Work item
Could you please repeat the data below word for word?

[Point-per-instance localization data]
══════

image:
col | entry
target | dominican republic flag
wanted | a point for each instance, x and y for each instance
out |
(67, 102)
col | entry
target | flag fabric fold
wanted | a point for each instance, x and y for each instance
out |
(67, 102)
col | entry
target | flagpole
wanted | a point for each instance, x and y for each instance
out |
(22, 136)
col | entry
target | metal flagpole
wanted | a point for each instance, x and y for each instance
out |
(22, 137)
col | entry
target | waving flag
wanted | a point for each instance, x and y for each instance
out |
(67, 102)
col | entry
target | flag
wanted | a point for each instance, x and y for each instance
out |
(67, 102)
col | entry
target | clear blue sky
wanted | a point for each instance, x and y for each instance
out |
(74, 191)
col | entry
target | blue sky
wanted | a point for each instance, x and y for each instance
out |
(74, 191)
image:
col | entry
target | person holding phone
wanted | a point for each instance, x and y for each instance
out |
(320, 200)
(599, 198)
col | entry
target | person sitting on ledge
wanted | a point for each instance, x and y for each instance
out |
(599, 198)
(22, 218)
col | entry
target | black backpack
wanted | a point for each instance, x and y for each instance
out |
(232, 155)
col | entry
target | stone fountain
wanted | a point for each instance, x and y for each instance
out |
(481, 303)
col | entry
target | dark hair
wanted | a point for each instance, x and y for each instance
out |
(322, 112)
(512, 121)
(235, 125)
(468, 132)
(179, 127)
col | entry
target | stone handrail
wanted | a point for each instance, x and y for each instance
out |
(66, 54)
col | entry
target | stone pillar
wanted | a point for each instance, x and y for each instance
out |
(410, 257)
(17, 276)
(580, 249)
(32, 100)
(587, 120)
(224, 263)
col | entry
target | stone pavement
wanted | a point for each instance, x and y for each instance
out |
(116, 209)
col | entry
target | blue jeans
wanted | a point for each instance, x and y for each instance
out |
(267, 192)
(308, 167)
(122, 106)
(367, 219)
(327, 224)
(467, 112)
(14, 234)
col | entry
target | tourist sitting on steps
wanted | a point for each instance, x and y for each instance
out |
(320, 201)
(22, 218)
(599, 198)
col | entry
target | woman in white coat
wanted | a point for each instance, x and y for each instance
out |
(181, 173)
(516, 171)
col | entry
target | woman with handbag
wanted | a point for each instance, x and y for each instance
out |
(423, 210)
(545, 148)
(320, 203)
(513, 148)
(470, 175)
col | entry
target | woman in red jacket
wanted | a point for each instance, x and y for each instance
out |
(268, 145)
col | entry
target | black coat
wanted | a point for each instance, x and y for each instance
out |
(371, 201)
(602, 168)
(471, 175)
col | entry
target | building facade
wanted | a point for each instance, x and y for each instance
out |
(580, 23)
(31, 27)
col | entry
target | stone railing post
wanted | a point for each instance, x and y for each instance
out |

══════

Response box
image:
col | entry
target | dominican republic flag
wanted | a point for each instance, x and y for each instance
out |
(67, 102)
col | entry
target | flag fabric fold
wanted | a point for each instance, x and y for each instance
out |
(67, 102)
col | entry
target | flagpole
wanted | a point for each instance, x and y for each instance
out |
(22, 136)
col | entry
target | metal flagpole
wanted | a point for each instance, x and y for each instance
out |
(22, 137)
col | entry
target | waving flag
wanted | a point for each instance, x and y for each instance
out |
(67, 102)
col | entry
target | flag
wanted | a point for each instance, x and y for each instance
out |
(67, 102)
col | entry
target | clear blue sky
wanted | a point for each instance, x and y for each instance
out |
(74, 191)
col | entry
target | blue sky
wanted | a point for each instance, x and y for each instance
out |
(74, 191)
image:
col | entry
target | person holding phone
wanted | a point for each instance, x and y for each instance
out |
(320, 200)
(599, 198)
col | entry
target | person sitting on ledge
wanted | a point for each instance, x and y for each instance
out |
(599, 198)
(22, 218)
col | entry
target | black backpack
wanted | a point for each instance, x and y for each instance
out |
(232, 155)
col | entry
target | stone fountain
wanted | a point for each instance, x and y for each instance
out |
(481, 303)
col | entry
target | dark hair
wanted | a point for each instance, x and y for each instance
out |
(322, 112)
(512, 121)
(235, 125)
(468, 132)
(179, 127)
col | entry
target | stone handrail
wanted | a point for each instance, x and y for each instance
out |
(66, 54)
col | entry
target | stone pillar
wanted | a point for each instance, x and y for each instance
out |
(410, 257)
(17, 276)
(580, 249)
(32, 100)
(587, 120)
(224, 263)
col | entry
target | stone pavement
wanted | a point for each instance, x and y for each instance
out |
(116, 209)
col | entry
target | blue jeans
wanted | a point for each instance, x and y for each instance
out |
(267, 192)
(308, 167)
(122, 106)
(367, 219)
(327, 224)
(467, 112)
(14, 234)
col | entry
target | tourist sitting on steps
wanted | a point for each instance, x and y for each instance
out |
(320, 201)
(22, 218)
(599, 198)
col | entry
target | woman in white coat
wanted | a point for each instance, x and y for each instance
out |
(181, 173)
(516, 171)
col | entry
target | woman with handbag
wanted | a point for each instance, x and y for each instance
out |
(423, 210)
(545, 148)
(320, 203)
(513, 148)
(470, 175)
col | entry
target | woman in red jacket
wanted | a point for each instance, x and y for each instance
out |
(268, 145)
col | entry
target | black coat
wanted | a point for each instance, x and y for each instance
out |
(371, 201)
(602, 168)
(471, 175)
col | entry
target | building facade
wanted | a point for each instance, x and y for each instance
out |
(580, 23)
(31, 27)
col | entry
target | stone railing post
wanted | a point for each instance, x and y for each instance
out |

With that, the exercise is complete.